- **What is being asked**
Repeat every record below exactly as it appears.

- **Records provided**
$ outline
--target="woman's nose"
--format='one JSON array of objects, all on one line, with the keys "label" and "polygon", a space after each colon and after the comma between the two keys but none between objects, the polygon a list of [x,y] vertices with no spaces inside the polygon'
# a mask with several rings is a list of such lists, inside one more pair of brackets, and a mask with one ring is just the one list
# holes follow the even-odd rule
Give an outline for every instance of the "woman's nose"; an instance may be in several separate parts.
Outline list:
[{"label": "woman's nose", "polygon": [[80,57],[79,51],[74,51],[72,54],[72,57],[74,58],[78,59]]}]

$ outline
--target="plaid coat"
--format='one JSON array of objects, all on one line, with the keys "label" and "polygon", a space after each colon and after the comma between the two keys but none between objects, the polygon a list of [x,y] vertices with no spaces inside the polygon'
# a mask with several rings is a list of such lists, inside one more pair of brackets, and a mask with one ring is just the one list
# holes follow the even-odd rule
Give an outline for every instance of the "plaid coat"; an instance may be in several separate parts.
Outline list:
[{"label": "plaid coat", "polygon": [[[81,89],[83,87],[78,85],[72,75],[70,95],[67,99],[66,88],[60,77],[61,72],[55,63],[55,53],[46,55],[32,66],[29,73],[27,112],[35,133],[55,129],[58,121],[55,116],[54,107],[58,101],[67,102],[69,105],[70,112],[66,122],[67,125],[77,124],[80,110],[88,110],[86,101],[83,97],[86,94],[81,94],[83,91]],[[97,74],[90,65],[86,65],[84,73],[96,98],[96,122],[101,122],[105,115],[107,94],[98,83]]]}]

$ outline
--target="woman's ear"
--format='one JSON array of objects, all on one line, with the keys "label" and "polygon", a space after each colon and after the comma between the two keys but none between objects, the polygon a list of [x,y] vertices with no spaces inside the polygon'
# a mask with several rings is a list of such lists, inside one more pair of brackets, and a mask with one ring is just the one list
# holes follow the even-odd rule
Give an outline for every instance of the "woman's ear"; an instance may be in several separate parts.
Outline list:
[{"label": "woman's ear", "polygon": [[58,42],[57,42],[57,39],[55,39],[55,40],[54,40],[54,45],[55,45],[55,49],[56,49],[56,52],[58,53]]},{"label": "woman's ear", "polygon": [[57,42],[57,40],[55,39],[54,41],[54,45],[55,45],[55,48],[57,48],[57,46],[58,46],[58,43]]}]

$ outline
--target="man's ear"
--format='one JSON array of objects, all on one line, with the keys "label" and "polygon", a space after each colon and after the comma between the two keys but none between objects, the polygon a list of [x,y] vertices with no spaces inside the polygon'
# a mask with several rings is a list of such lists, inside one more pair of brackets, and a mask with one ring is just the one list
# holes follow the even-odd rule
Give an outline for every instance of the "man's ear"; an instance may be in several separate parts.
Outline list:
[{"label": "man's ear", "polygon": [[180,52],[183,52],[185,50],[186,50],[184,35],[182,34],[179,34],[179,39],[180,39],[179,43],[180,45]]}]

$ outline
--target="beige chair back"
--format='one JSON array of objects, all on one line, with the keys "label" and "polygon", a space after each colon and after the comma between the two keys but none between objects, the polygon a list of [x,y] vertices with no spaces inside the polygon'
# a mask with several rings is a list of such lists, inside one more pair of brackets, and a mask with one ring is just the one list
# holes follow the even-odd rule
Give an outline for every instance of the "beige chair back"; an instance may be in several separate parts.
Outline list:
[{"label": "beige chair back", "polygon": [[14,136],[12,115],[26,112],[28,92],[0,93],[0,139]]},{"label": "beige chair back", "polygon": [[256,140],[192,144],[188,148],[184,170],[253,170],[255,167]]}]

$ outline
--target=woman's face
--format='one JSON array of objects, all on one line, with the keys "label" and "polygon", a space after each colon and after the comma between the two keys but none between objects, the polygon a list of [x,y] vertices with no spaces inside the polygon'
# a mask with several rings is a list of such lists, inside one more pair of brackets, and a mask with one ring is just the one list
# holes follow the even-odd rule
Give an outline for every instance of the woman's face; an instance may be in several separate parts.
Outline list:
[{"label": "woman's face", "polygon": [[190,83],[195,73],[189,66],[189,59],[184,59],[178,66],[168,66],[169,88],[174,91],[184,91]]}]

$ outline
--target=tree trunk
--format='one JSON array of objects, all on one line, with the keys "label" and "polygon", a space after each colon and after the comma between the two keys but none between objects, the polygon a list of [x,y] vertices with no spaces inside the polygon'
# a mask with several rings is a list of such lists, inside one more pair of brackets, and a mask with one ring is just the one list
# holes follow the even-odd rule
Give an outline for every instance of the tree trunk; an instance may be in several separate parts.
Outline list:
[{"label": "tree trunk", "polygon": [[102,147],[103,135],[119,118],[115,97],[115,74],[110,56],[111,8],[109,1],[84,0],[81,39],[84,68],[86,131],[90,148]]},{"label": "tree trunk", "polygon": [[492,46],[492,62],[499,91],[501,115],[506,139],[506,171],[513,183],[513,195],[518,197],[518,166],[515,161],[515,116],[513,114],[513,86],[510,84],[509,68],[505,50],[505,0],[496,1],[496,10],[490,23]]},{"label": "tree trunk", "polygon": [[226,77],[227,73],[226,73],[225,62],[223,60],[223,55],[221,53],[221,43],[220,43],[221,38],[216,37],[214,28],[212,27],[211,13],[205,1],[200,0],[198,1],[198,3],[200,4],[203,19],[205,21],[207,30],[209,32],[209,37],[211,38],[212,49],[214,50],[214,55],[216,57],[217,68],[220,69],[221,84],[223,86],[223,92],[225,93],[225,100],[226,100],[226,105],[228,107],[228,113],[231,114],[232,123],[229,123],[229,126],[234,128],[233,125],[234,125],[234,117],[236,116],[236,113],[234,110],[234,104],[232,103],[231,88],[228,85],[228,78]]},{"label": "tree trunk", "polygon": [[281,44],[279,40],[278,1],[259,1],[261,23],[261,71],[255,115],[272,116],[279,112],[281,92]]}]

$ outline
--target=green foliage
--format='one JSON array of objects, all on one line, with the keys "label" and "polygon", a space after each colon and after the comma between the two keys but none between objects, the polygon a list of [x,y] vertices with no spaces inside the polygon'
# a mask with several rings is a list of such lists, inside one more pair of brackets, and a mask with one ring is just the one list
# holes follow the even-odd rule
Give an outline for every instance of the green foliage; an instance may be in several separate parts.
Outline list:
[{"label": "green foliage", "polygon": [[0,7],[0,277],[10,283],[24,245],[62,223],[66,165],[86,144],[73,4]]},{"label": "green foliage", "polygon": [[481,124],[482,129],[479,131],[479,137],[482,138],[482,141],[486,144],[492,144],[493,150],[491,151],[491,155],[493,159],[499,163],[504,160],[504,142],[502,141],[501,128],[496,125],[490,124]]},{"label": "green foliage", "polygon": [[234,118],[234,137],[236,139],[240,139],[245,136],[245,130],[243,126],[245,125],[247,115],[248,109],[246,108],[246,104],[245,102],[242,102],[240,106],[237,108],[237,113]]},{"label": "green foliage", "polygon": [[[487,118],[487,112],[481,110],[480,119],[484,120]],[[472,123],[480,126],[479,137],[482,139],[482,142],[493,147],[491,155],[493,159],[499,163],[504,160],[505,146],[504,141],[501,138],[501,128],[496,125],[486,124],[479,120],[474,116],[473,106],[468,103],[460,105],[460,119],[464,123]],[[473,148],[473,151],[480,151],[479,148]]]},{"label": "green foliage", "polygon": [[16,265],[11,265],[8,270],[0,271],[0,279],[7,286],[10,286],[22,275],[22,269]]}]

- **Solution for this problem**
$ outline
--target="woman's nose"
--format='one JSON array of objects, all on one line, with the keys "label" and "polygon", a space after each colon and after the comma between the two keys but none between objects, the polygon a list of [x,y] vertices with no spaces inside the polygon'
# a mask with several rings is a list of such lists, inside one more pair of brackets, and a mask with one ring is just the one list
# holes follow the even-odd rule
Give an outline for every instance of the "woman's nose"; an instance may be in several separate parts.
Outline list:
[{"label": "woman's nose", "polygon": [[80,57],[79,51],[74,51],[72,54],[72,57],[74,58],[78,59]]}]

$ outline
--target="plaid coat"
--format='one JSON array of objects, all on one line, with the keys "label" and "polygon", a space after each colon and after the comma between the two keys but none between objects, the polygon a list of [x,y] vertices with no spaces inside the polygon'
# a mask with several rings is a list of such lists, inside one more pair of brackets, and a mask with one ring is just the one list
# holes follow the even-odd rule
Give an outline for every instance of the "plaid coat"; an instance may be in several separate parts.
Outline list:
[{"label": "plaid coat", "polygon": [[[81,89],[83,87],[78,85],[72,75],[70,95],[67,99],[66,88],[60,77],[61,72],[55,63],[55,53],[46,55],[32,66],[29,73],[27,112],[35,133],[55,129],[58,121],[55,116],[54,107],[58,101],[67,102],[69,105],[70,112],[66,122],[67,125],[77,124],[80,110],[88,110],[86,101],[83,97],[86,94],[81,94],[83,91]],[[97,74],[90,65],[86,65],[84,73],[96,98],[96,122],[101,122],[105,115],[107,94],[98,83]]]}]

$ outline
--target="woman's ear"
--format='one JSON array of objects, all on one line, with the keys "label" and "polygon", a space after each colon and after the comma between the two keys but none between objects, the polygon a list of [x,y] vertices with no spaces inside the polygon'
# a mask with several rings is a list of such lists, inside one more pair of brackets, and a mask with one ring is just the one list
# holes follow the even-odd rule
Give an outline for every instance of the "woman's ear"; an instance may be in several separate parts.
Outline list:
[{"label": "woman's ear", "polygon": [[58,42],[57,42],[57,39],[55,39],[55,40],[54,40],[54,45],[55,45],[55,49],[56,49],[56,52],[58,53]]},{"label": "woman's ear", "polygon": [[57,42],[57,40],[55,39],[54,41],[54,45],[55,45],[55,48],[57,48],[57,46],[58,46],[58,43]]}]

$ outline
--target="man's ear"
--format='one JSON array of objects, all on one line, with the keys "label" and "polygon", a space after each colon and after the comma between the two keys but none between objects, the polygon a list of [x,y] vertices with no spaces inside the polygon'
# a mask with several rings is a list of such lists, inside one more pair of brackets, and a mask with one ring is just the one list
# holes follow the even-odd rule
Give an outline for every instance of the "man's ear"; an instance may be in several separate parts.
Outline list:
[{"label": "man's ear", "polygon": [[180,52],[183,52],[185,50],[186,50],[184,35],[182,34],[179,34],[179,39],[180,39],[179,43],[180,45]]}]

$ outline
--target="beige chair back"
--format='one JSON array of objects, all on one line, with the keys "label" and "polygon", a space after each colon and after the comma between the two keys but none between objects, the polygon a list of [x,y] vertices with no spaces inside the polygon'
# a mask with several rings is a list of such lists, inside one more pair of brackets, and a mask with one ring is just the one list
# holes follow the even-odd rule
Give an outline for every instance of the "beige chair back"; an instance may be in several separate parts.
Outline list:
[{"label": "beige chair back", "polygon": [[14,136],[12,115],[26,112],[28,92],[0,93],[0,139]]},{"label": "beige chair back", "polygon": [[256,140],[192,144],[188,148],[184,170],[253,170],[255,167]]}]

$ outline
--target=woman's face
--format='one JSON array of objects, all on one line, with the keys "label" and "polygon", a space after each colon and after the comma between the two keys but none between objects, the polygon a list of [x,y] vertices with no spaces inside the polygon'
# a mask with several rings is a list of such lists, inside one more pair of brackets, and a mask with one ring is just the one list
# holes follow the even-odd rule
Give an outline for every instance of the woman's face; an instance may be in several separate parts.
Outline list:
[{"label": "woman's face", "polygon": [[190,83],[195,73],[189,66],[189,59],[184,59],[178,66],[168,66],[169,88],[174,91],[184,91]]}]

$ outline
--target=tree trunk
--format='one JSON array of objects, all on one line, with the keys "label" and "polygon", a space after each colon and after the comma between the two keys but none between objects, the polygon a list of [x,y] vertices with no spaces inside the polygon'
# a mask with several rings is a list of such lists, inside one more pair of brackets, and a mask with one ring is just the one list
# holes follow the even-odd rule
Give an outline for every instance of the tree trunk; an instance may be in several separate parts.
Outline list:
[{"label": "tree trunk", "polygon": [[102,147],[103,135],[119,118],[115,97],[115,74],[110,56],[111,8],[109,1],[84,0],[81,39],[84,68],[86,131],[90,148]]},{"label": "tree trunk", "polygon": [[492,46],[492,62],[499,91],[501,115],[506,139],[506,171],[513,183],[513,195],[518,197],[518,166],[515,161],[515,116],[513,114],[513,86],[510,84],[509,68],[505,50],[505,0],[496,1],[496,10],[490,23]]},{"label": "tree trunk", "polygon": [[226,77],[227,73],[226,73],[225,62],[223,60],[223,55],[221,53],[221,43],[220,43],[221,38],[216,37],[214,28],[212,27],[211,13],[205,1],[200,0],[198,1],[198,3],[200,4],[203,19],[205,21],[207,30],[209,32],[209,37],[211,38],[212,49],[214,50],[214,55],[216,57],[217,68],[220,69],[221,84],[223,86],[223,92],[225,93],[225,100],[226,100],[226,105],[228,107],[228,113],[231,114],[232,123],[229,123],[229,126],[234,128],[233,125],[234,125],[234,117],[236,116],[236,113],[234,110],[234,104],[232,103],[231,88],[228,85],[228,78]]},{"label": "tree trunk", "polygon": [[281,44],[279,40],[278,1],[259,1],[261,23],[261,71],[255,115],[272,116],[279,112],[281,92]]}]

$ outline
--target=green foliage
--format='one JSON array of objects, all on one line, with the keys "label" and "polygon", a space after each colon and after the comma between the two keys but none between objects, the polygon a list of [x,y] vertices with no spaces inside the polygon'
# a mask with several rings is a list of such lists, inside one more pair of brackets, and a mask with one ring is just the one list
# holes follow the even-odd rule
Give an outline for every instance of the green foliage; an instance may be in several separate parts.
Outline list:
[{"label": "green foliage", "polygon": [[0,7],[0,277],[10,283],[24,245],[62,223],[66,165],[86,144],[73,4]]},{"label": "green foliage", "polygon": [[481,124],[482,129],[479,131],[479,137],[482,138],[482,141],[486,144],[492,144],[493,150],[491,151],[491,155],[493,159],[499,163],[504,160],[504,142],[502,141],[501,128],[496,125],[490,124]]},{"label": "green foliage", "polygon": [[234,118],[234,137],[236,139],[240,139],[245,136],[245,130],[243,126],[245,125],[247,115],[248,109],[246,108],[246,104],[245,102],[242,102],[240,106],[237,108],[237,113]]},{"label": "green foliage", "polygon": [[[487,118],[487,112],[481,110],[480,119],[484,120]],[[472,123],[480,126],[479,137],[482,139],[482,142],[493,147],[491,155],[493,159],[499,163],[504,160],[505,146],[504,141],[501,138],[501,128],[496,125],[486,124],[479,120],[474,116],[473,106],[468,103],[460,105],[460,119],[464,123]],[[473,148],[473,151],[480,151],[479,148]]]},{"label": "green foliage", "polygon": [[16,265],[11,265],[8,270],[0,271],[0,279],[7,286],[10,286],[22,275],[22,269]]}]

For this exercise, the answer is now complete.